**Given text**.
Grokbase Groups Hive user May 2011
FAQ
I created a partitioned table, partitioned daily. If I query the earlier
partitions, everything works. The later ones fail with error:

hive> select substr(user_name,1,1),count(*) from u_s_h_b where
dtpartition='2010-10-24' group by substr(user_name,1,1) ;
Total MapReduce jobs = 1
Launching Job 1 out of 1
Number of reduce tasks not specified. Estimated from input data size: 1
In order to change the average load for a reducer (in bytes):
set hive.exec.reducers.bytes.per.reducer=<number>
In order to limit the maximum number of reducers:
set hive.exec.reducers.max=<number>
In order to set a constant number of reducers:
set mapred.reduce.tasks=<number>
java.lang.ArrayIndexOutOfBoundsException: 0
at
org.apache.hadoop.mapred.FileInputFormat.identifyHosts(FileInputFormat.java:556)
at
org.apache.hadoop.mapred.FileInputFormat.getSplitHosts(FileInputFormat.java:524)
at
org.apache.hadoop.mapred.FileInputFormat.getSplits(FileInputFormat.java:235)
......snip.......
at
sun.reflect.DelegatingMethodAccessorImpl.invoke(DelegatingMethodAccessorImpl.java:25)
at java.lang.reflect.Method.invoke(Method.java:597)
at org.apache.hadoop.util.RunJar.main(RunJar.java:186)
Job Submission failed with exception
'java.lang.ArrayIndexOutOfBoundsException(0)'
FAILED: Execution Error, return code 1 from
org.apache.hadoop.hive.ql.exec.MapRedTask

It turns out that 2010-10-24 is 257 days from the very first partition in my
dataset (2010-01-09):
date_sub('2010-10-24',interval 257 day) |
+-----------------------------------------+
2010-02-09 |
That seems like an interesting coincidence. But try as I might, the Great
Googles will not show me a way to tune this, or even if it is tuneable, or
expected. Has anyone else run into a 256-partition limit in Hive? How do you
work around it? Why is that even the limit?! Shouldn't it be more like
32-bit maxint??!!

**Supplied material**.
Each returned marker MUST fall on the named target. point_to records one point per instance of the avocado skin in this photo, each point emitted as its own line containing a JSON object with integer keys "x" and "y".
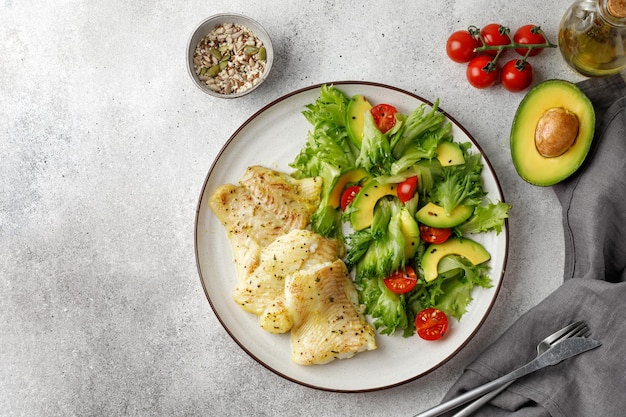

**What is required**. Name every configuration property that the forum post about the Hive partition error shows in a "set" command.

**Correct output**.
hive.exec.reducers.bytes.per.reducer
hive.exec.reducers.max
mapred.reduce.tasks